# Data excerpts
________________________________________

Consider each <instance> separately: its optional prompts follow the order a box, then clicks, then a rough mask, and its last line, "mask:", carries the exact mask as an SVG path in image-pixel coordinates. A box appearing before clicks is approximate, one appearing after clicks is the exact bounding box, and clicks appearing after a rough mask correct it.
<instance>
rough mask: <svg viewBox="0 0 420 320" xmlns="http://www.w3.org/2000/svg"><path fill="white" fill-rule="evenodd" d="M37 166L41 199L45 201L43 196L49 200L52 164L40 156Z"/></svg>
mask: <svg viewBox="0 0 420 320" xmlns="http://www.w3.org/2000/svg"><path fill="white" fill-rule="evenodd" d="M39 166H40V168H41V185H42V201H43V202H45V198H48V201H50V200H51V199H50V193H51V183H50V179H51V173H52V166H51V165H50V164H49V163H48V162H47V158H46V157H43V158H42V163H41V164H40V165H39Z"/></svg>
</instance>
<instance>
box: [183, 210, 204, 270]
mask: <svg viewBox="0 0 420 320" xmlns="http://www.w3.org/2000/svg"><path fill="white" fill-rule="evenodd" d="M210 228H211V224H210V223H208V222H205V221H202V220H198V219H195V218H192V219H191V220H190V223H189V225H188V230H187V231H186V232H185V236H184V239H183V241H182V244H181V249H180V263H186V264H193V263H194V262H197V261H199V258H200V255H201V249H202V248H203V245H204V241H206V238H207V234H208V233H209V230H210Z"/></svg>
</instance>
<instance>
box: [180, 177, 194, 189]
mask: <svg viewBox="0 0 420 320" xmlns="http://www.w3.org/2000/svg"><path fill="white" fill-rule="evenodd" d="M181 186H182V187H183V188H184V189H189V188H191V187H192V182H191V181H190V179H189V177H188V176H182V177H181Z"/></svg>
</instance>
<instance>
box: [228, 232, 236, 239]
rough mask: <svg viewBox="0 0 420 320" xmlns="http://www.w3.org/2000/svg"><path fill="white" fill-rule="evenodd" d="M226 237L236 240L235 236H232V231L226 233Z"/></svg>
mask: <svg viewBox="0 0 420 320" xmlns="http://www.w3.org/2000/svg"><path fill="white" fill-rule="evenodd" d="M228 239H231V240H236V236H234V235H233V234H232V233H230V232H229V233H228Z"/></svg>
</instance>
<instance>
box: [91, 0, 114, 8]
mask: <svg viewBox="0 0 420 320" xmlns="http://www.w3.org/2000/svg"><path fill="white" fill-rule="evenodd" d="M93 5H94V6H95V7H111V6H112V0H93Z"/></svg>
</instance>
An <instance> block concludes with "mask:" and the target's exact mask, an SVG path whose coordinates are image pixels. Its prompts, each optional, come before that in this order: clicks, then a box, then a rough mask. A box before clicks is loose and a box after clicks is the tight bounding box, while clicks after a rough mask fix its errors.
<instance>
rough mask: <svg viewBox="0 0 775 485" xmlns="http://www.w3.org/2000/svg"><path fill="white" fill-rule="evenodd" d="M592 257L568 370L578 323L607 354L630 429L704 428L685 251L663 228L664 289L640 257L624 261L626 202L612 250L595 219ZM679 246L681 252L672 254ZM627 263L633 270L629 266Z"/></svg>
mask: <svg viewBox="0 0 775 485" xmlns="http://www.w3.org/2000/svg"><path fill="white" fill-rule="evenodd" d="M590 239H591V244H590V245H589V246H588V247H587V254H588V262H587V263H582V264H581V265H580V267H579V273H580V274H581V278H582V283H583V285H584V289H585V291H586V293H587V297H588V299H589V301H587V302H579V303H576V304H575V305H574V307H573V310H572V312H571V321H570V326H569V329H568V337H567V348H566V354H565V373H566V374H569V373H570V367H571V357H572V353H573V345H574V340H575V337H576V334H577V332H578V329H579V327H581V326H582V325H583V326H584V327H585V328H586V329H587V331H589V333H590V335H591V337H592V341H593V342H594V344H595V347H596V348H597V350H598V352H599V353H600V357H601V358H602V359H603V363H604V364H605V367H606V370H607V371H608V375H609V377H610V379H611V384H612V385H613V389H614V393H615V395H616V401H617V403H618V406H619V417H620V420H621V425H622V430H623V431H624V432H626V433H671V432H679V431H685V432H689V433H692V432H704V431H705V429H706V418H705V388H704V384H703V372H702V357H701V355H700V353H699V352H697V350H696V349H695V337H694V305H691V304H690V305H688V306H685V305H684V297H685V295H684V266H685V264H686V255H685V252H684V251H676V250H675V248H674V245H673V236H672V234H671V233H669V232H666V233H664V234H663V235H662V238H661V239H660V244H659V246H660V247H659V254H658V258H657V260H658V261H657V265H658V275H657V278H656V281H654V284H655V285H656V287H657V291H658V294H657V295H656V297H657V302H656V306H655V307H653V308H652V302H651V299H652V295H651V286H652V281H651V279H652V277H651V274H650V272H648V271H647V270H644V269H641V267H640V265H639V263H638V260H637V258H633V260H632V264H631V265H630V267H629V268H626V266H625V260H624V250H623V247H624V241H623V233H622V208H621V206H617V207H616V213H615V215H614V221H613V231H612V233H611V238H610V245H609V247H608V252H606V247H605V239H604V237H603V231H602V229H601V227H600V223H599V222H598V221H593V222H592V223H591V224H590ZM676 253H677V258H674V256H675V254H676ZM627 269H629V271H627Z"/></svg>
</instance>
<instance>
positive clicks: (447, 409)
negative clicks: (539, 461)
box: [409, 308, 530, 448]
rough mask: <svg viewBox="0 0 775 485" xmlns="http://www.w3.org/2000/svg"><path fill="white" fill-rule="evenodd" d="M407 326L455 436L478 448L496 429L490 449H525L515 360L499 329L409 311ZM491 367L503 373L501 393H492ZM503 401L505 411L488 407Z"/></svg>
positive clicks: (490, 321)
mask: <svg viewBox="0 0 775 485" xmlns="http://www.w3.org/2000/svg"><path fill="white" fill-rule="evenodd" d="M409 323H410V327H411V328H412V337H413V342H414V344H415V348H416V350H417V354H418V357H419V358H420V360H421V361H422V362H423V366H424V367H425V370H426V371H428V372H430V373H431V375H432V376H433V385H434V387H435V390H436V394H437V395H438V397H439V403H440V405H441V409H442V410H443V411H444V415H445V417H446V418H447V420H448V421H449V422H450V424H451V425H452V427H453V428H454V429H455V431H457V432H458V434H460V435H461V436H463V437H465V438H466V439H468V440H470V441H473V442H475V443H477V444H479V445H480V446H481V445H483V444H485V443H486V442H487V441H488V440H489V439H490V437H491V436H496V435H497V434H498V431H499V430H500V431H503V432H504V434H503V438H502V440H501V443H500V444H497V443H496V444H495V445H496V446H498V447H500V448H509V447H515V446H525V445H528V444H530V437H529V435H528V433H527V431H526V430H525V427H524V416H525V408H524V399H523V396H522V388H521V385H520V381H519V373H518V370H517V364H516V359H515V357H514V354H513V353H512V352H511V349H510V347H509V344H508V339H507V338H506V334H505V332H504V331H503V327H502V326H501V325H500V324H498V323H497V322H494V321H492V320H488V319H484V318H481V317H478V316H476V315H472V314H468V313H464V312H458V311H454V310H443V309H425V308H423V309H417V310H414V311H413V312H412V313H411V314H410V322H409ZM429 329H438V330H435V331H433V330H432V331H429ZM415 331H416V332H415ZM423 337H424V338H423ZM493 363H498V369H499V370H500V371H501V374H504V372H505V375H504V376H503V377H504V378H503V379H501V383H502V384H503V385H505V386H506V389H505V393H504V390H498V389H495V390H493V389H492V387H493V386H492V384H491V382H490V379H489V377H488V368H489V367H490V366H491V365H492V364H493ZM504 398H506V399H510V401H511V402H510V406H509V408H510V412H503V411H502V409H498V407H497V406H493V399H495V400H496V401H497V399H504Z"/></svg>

________________________________________

# Required action
Filter the data for the string "before". Copy each matching line.

# Response below
Consider each <instance> separately: its optional prompts follow the order a box, then clicks, then a rough mask, and its last line, "mask:", carries the exact mask as an SVG path in image-pixel coordinates. A box appearing before clicks is approximate, one appearing after clicks is the exact bounding box, and clicks appearing after a rough mask correct it.
An <instance> block concludes with "mask:" and the target's exact mask, an SVG path whose coordinates are image pixels. Its prompts, each optional, come before that in this order: clicks, then a box, then a rough mask. A box before clicks is loose and a box after clicks is the tight bounding box, while clicks after a rough mask fix its errors.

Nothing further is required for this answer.